┌──
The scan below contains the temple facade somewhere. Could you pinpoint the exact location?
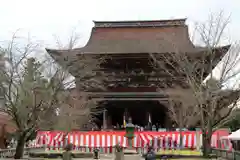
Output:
[47,19,229,128]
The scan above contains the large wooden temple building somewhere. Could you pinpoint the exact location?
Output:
[47,19,229,128]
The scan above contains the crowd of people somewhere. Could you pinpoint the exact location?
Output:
[92,123,196,132]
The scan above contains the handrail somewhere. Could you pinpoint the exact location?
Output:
[212,148,240,160]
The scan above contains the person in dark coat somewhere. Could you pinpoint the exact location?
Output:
[62,144,73,160]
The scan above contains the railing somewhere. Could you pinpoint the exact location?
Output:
└──
Request:
Revise all of the entries above by replacing "scan" with "photo" and leaving everything else as it is. Do not include the pictures.

Response:
The photo below contains the temple facade somewhere. Could you pinpoint the exact location?
Output:
[47,19,229,128]
The photo above contains the large wooden temple building somewhere. Could you pinpoint the exact location?
Output:
[47,19,229,128]
The photo above contains the crowd of people somewhere. Could you pinpoint the exact location?
Output:
[92,123,196,132]
The photo above contains the handrail somewhere. Could you pinpoint the exact location?
Output:
[212,148,240,160]
The photo above contains the person in dark coat somewhere. Could you pinpoint the exact location?
Output:
[62,144,73,160]
The photo above contains the railing somewhere. Could you pinpoint the exact location?
Output:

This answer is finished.